#### [Set task]
Copy out every line of the listing below, starting with the line containing "Point to the marble" and ending with the line containing "<point>969,874</point>", both ends included.

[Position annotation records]
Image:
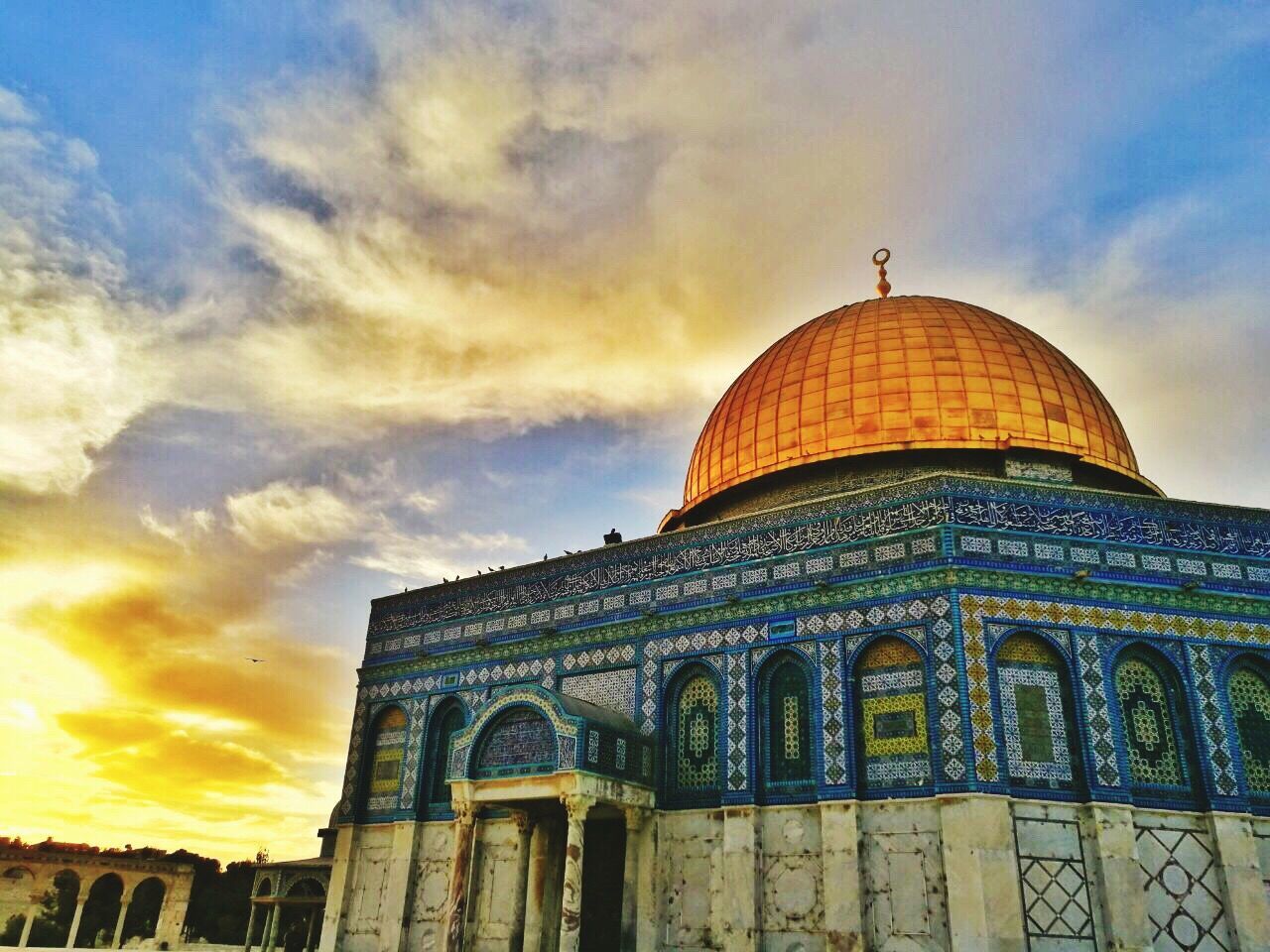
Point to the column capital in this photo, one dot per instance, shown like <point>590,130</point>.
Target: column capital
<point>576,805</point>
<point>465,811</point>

* * *

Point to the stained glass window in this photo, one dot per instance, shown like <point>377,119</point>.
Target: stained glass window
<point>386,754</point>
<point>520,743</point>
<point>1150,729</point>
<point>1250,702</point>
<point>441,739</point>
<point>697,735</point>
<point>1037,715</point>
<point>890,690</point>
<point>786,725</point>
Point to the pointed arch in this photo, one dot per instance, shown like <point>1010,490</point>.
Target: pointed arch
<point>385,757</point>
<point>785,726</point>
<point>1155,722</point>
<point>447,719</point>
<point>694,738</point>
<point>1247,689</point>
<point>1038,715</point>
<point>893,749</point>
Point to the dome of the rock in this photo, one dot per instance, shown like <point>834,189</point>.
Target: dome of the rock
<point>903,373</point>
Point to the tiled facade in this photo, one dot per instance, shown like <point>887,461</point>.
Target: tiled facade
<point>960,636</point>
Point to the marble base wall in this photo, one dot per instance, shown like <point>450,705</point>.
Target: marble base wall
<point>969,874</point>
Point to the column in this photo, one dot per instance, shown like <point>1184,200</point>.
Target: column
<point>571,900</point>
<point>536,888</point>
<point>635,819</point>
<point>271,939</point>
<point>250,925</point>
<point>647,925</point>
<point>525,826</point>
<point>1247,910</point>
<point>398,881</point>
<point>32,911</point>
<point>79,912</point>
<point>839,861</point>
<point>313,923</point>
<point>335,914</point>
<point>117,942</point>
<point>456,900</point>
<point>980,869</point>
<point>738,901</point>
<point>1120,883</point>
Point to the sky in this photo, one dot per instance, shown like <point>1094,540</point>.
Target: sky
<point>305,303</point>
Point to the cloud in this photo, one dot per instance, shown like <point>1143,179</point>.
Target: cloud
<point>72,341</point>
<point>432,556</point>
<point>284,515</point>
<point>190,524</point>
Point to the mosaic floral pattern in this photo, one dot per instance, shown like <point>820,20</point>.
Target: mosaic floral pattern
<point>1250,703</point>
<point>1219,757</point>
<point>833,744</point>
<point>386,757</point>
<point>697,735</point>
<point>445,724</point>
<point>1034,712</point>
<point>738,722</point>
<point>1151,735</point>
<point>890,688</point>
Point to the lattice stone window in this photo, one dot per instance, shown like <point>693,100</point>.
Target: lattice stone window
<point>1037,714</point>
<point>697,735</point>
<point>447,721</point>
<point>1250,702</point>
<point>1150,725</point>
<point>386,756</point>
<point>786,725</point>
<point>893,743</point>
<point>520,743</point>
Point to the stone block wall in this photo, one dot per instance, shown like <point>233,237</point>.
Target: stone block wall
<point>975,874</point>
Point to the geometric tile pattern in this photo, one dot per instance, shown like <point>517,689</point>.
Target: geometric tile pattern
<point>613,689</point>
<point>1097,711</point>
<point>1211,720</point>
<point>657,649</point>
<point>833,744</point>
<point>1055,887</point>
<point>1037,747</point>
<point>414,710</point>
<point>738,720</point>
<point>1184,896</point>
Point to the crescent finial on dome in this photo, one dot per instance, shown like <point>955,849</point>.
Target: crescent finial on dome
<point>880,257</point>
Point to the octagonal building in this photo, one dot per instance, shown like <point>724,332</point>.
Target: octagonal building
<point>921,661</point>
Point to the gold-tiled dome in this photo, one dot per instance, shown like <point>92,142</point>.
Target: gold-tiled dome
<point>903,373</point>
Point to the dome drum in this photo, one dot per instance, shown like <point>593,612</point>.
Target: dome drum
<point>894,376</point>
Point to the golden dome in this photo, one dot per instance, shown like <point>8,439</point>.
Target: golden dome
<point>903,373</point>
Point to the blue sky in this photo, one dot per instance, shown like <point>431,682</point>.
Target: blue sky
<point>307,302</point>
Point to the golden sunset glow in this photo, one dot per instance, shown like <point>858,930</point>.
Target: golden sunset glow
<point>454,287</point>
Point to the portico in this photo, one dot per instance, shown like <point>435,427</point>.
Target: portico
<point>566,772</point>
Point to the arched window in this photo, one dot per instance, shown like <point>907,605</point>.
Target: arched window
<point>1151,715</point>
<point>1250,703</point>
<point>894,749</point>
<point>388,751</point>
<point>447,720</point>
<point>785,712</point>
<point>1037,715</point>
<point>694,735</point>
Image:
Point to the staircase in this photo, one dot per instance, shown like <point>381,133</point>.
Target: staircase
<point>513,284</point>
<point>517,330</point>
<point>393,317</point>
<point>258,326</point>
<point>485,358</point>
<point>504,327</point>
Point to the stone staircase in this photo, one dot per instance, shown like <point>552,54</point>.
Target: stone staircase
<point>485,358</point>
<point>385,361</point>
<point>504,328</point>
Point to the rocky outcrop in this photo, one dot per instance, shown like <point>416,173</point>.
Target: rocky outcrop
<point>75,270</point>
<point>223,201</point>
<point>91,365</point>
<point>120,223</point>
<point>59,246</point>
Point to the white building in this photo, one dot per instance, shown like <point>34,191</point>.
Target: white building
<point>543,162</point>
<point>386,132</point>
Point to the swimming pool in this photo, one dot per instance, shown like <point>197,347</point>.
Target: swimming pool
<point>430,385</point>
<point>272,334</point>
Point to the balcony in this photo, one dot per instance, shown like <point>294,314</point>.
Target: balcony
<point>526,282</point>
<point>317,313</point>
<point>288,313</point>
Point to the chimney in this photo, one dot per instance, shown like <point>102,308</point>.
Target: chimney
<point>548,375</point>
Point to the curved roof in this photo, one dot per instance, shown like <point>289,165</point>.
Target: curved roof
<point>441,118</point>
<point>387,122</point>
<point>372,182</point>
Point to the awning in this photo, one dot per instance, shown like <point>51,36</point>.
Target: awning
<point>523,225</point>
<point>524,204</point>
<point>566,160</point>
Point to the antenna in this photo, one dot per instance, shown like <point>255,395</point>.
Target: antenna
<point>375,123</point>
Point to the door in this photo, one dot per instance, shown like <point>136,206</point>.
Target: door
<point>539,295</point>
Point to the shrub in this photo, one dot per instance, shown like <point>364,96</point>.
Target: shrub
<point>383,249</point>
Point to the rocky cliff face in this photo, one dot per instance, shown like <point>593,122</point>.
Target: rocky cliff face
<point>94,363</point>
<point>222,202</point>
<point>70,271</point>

#### [The result]
Point to the marble base wall in this photo, one dot per instance, shown like <point>450,705</point>.
Target: marble base wall
<point>969,874</point>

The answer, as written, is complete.